Goal of the exercise ▸
Copy the lines below exactly. No picture goes into the copy.

Photo-based referring expression data:

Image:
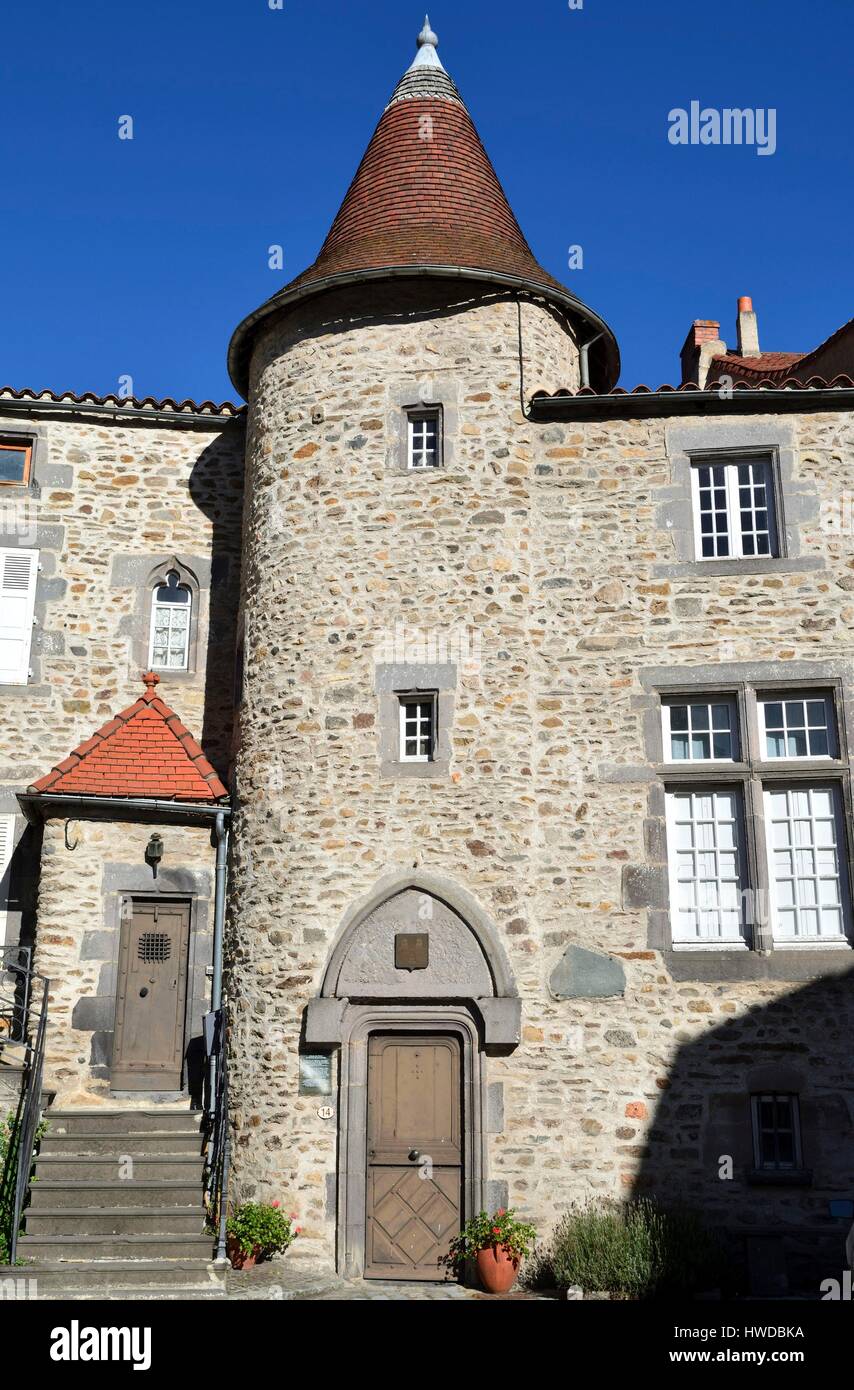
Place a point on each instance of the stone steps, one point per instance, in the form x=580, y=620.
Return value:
x=60, y=1168
x=102, y=1143
x=107, y=1278
x=86, y=1247
x=96, y=1194
x=117, y=1221
x=91, y=1226
x=131, y=1122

Answer for the task ▸
Image:
Place a point on each instance of the stone steps, one point per instance, in the form x=580, y=620.
Return value:
x=60, y=1168
x=102, y=1143
x=107, y=1278
x=86, y=1247
x=96, y=1194
x=117, y=1221
x=91, y=1226
x=131, y=1122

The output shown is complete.